» **Exercise brief**:
Repeat every line of the data exactly, but not the pictures.

» **Extracted information**:
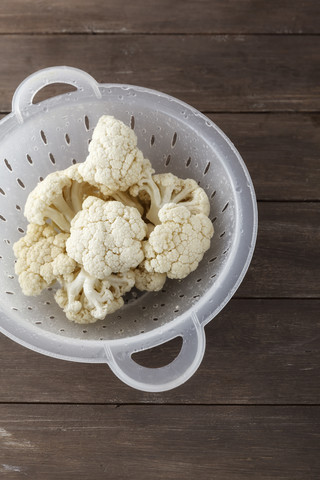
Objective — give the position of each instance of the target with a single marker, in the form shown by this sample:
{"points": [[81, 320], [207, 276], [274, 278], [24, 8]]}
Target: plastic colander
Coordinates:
{"points": [[36, 139]]}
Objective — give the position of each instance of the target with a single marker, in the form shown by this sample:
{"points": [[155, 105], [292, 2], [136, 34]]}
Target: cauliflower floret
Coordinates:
{"points": [[149, 281], [167, 188], [41, 258], [114, 162], [177, 245], [58, 198], [85, 299], [106, 237]]}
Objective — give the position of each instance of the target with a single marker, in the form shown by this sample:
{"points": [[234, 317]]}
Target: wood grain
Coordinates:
{"points": [[230, 443], [212, 72], [281, 152], [286, 261], [258, 352], [159, 16]]}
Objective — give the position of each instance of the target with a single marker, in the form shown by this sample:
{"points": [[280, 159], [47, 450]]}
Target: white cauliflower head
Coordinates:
{"points": [[86, 299], [177, 245], [58, 198], [158, 190], [106, 237], [41, 258], [114, 161]]}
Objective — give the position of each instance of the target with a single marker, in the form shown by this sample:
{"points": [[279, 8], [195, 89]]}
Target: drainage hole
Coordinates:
{"points": [[206, 169], [225, 207], [8, 165], [43, 136]]}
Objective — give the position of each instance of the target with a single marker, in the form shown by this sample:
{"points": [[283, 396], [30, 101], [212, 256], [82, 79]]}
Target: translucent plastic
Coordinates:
{"points": [[39, 138]]}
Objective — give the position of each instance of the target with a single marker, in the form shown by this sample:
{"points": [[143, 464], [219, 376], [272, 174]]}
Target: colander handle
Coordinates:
{"points": [[164, 378], [22, 99]]}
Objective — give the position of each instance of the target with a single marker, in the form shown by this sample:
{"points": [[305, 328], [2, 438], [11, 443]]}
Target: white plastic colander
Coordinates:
{"points": [[36, 139]]}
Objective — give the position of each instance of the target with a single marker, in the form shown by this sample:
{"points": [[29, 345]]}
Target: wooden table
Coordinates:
{"points": [[251, 411]]}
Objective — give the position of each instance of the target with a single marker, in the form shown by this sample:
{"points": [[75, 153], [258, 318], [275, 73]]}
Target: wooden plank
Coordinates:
{"points": [[159, 16], [258, 352], [281, 152], [212, 72], [229, 443], [286, 262]]}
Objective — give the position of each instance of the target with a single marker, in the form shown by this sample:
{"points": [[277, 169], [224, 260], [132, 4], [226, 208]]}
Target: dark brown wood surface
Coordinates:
{"points": [[214, 73], [93, 441], [258, 352], [159, 16], [251, 411]]}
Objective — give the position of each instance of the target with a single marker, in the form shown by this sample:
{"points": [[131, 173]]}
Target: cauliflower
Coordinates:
{"points": [[86, 299], [177, 245], [114, 162], [106, 237], [58, 198], [149, 281], [167, 188], [41, 258], [105, 225]]}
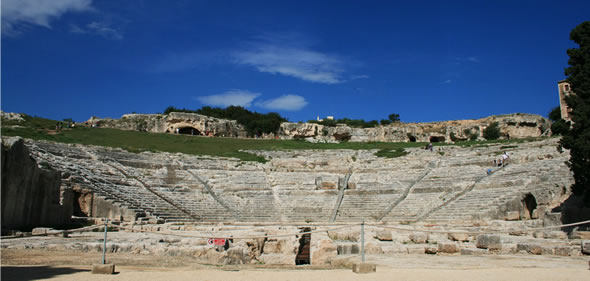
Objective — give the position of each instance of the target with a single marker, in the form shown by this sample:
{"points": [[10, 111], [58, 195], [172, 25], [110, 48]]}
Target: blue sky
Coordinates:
{"points": [[425, 60]]}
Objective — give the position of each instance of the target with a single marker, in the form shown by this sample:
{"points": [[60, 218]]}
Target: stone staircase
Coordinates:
{"points": [[302, 186]]}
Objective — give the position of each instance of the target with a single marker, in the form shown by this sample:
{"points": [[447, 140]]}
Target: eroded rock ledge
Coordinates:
{"points": [[511, 126]]}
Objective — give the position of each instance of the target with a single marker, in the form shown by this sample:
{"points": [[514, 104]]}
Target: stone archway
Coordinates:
{"points": [[189, 131], [304, 251], [437, 139], [529, 203]]}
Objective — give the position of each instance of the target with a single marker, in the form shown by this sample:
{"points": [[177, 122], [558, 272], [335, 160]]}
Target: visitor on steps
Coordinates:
{"points": [[505, 158]]}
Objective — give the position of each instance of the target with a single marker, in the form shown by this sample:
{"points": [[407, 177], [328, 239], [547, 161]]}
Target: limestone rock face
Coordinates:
{"points": [[30, 190], [586, 247], [487, 241], [419, 237], [511, 126], [188, 123], [323, 251], [449, 248]]}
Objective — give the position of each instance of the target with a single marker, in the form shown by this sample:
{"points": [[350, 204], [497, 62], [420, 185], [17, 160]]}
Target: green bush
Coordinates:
{"points": [[560, 127], [492, 132]]}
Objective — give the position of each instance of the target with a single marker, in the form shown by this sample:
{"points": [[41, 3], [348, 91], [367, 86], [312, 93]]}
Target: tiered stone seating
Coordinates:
{"points": [[449, 184]]}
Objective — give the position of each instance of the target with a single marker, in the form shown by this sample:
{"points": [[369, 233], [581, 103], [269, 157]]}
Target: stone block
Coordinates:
{"points": [[108, 268], [580, 235], [416, 249], [41, 230], [448, 248], [458, 236], [488, 241], [512, 216], [348, 249], [431, 250], [419, 237], [508, 248], [555, 235], [473, 251], [323, 251], [364, 267], [530, 248], [586, 247], [373, 249], [384, 235]]}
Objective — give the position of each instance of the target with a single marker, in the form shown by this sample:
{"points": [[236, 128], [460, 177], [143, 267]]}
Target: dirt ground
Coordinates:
{"points": [[27, 264]]}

» **The solution**:
Objective — give the position of each instance of the target with a single marker, in the form shown by this sample:
{"points": [[81, 320], [207, 276], [274, 278], [24, 8]]}
Target: plastic colander
Coordinates:
{"points": [[36, 139]]}
Objective — give the position of each instance of the target with a single marker, in the form shown by this sample:
{"points": [[155, 105], [292, 2], [136, 34]]}
Target: cauliflower floret
Coordinates:
{"points": [[149, 281], [167, 188], [41, 258], [114, 162], [177, 245], [58, 198], [85, 299], [106, 237]]}
Objective — give the position of each instance of the target with a single marker, in the form shown by this sample:
{"points": [[234, 317]]}
Target: wood grain
Coordinates:
{"points": [[230, 443], [212, 72], [281, 152], [286, 261], [258, 352], [159, 16]]}
Objective — give the position of each instance of the target with a single marker, in the form shown by this sample:
{"points": [[280, 159], [47, 450]]}
Target: white cauliflower head
Coordinates:
{"points": [[86, 299], [177, 245], [58, 198], [158, 190], [106, 237], [41, 258], [114, 161]]}
Objective — give the position of each instance of the target with a single marker, in the form shown by this sample:
{"points": [[279, 8], [195, 89]]}
Target: drainage hole
Coordinates:
{"points": [[206, 169], [225, 207], [8, 165], [43, 136]]}
Objective — give the position of each instance of the target with a single marker, in the form shown by this sample:
{"points": [[283, 396], [30, 101], [212, 256], [82, 79]]}
Target: translucent plastic
Coordinates:
{"points": [[39, 138]]}
Objective — give the position of each instance of the target with a single marker, in the form shown by this sample:
{"points": [[143, 464], [219, 376], [272, 174]]}
Target: colander handle
Coordinates:
{"points": [[164, 378], [22, 99]]}
Objective — give the position of each instance of the target with a single marker, in the form shown by this sample:
{"points": [[305, 328], [2, 438], [11, 443]]}
Target: white plastic colander
Coordinates:
{"points": [[36, 139]]}
Objective — give the position of each instance of the target with a single marker, in the form shown by this sample:
{"points": [[29, 345]]}
Target: wooden table
Coordinates:
{"points": [[251, 411]]}
Objective — give the position of each instance of the target with a single marker, in the form shown by this sample:
{"points": [[75, 153], [258, 318], [275, 73]]}
Target: wooden plank
Coordinates:
{"points": [[159, 16], [258, 352], [281, 152], [212, 72], [229, 443], [286, 262]]}
Objective — give the position of each instance of the target with a single marker, in the form shown by this sample:
{"points": [[277, 169], [224, 260], [132, 4], [226, 208]]}
Target: dark brown wood surface
Coordinates:
{"points": [[214, 73], [93, 441], [258, 352], [159, 16], [251, 411]]}
Objective — give the position of each instance of the target with a single marker, in the form shown by this sample:
{"points": [[131, 173]]}
Target: cauliflower
Coordinates:
{"points": [[86, 299], [177, 245], [114, 162], [106, 237], [58, 198], [149, 281], [167, 188], [41, 258], [105, 225]]}
Objective — give the position of each instance of the target with a single marker, in the form shown by this sample:
{"points": [[10, 111], [58, 195], [172, 25], [110, 48]]}
Target: blue sky
Coordinates:
{"points": [[425, 60]]}
Objective — give the position of each instance of the target with a single marker, in the form shown by this sample:
{"points": [[60, 218]]}
Target: stone staircase
Coordinates:
{"points": [[302, 186]]}
Objective — give the position of each instance of the target with a single marker, in the form shown by this sample:
{"points": [[447, 140]]}
Target: eroded rock ledge
Coordinates:
{"points": [[511, 126]]}
Objective — give the position of each instance of the target with a single marker, in the form shown by this sample:
{"points": [[514, 104]]}
Target: stone archway
Coordinates:
{"points": [[189, 131], [304, 251], [437, 139], [529, 203]]}
Objective — give the position of each instance of the target with a single marker, in the form shown by this sample:
{"points": [[177, 122], [558, 272], [335, 160]]}
Target: visitor on steps
Coordinates:
{"points": [[505, 158]]}
Objective — give the position of each instance of the target with a single marker, in the form shown by this sample:
{"points": [[407, 177], [328, 239], [547, 161]]}
Target: limestone rock face
Coordinates:
{"points": [[30, 190], [586, 247], [487, 241], [419, 237], [511, 126], [188, 123], [323, 251], [449, 248]]}
Objective — give the position of each instance of the target with a single marker, in the form shown by this sample:
{"points": [[350, 204], [497, 62], [420, 185], [17, 160]]}
Target: green bush
Coordinates:
{"points": [[560, 127], [492, 132]]}
Objective — give the position of each instance of the target with a single marker, in the form shown by this sample:
{"points": [[41, 3], [348, 91], [367, 86], [312, 93]]}
Target: tiered stone seating
Coordinates:
{"points": [[449, 184]]}
Objective — give the position of each instance of the target with a single marker, in the form shown by this sample:
{"points": [[369, 233], [581, 103], [269, 157]]}
Target: stone block
Coordinates:
{"points": [[108, 268], [580, 235], [416, 249], [41, 230], [448, 248], [458, 236], [488, 241], [512, 216], [348, 249], [431, 250], [419, 237], [508, 248], [555, 235], [473, 251], [323, 251], [364, 267], [530, 248], [586, 247], [373, 249], [384, 235]]}
Objective — give the position of each instance of the target with a single marker, in the form shown by this sample:
{"points": [[236, 128], [460, 177], [143, 267]]}
Target: dirt ground
Coordinates:
{"points": [[27, 264]]}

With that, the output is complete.